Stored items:
════════════════
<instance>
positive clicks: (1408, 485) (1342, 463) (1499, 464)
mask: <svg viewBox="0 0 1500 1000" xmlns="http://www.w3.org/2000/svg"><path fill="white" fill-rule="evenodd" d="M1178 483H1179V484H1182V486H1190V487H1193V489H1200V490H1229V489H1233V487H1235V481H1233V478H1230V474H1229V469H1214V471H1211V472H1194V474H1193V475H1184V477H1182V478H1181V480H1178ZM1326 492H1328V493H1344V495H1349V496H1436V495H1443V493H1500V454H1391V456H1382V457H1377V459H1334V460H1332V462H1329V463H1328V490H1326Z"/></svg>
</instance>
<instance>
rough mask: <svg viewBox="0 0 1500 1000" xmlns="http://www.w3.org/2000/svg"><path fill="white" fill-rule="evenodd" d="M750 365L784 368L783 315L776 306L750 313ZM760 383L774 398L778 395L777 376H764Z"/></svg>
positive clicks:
════════════════
EXERCISE INSTRUCTIONS:
Write out all the entries once more, exactly.

FINISHED TASK:
<instance>
positive clicks: (1408, 485) (1342, 463) (1499, 464)
mask: <svg viewBox="0 0 1500 1000" xmlns="http://www.w3.org/2000/svg"><path fill="white" fill-rule="evenodd" d="M1178 483H1179V484H1182V486H1190V487H1193V489H1200V490H1229V489H1233V487H1235V481H1233V478H1230V474H1229V469H1214V471H1211V472H1194V474H1193V475H1184V477H1182V478H1181V480H1178ZM1326 492H1328V493H1344V495H1349V496H1436V495H1443V493H1500V454H1391V456H1382V457H1377V459H1334V460H1332V462H1329V463H1328V490H1326Z"/></svg>
</instance>
<instance>
rough mask: <svg viewBox="0 0 1500 1000" xmlns="http://www.w3.org/2000/svg"><path fill="white" fill-rule="evenodd" d="M750 365L784 368L783 315L776 306L750 313ZM760 383L774 398L778 395L777 376H764Z"/></svg>
positive clicks:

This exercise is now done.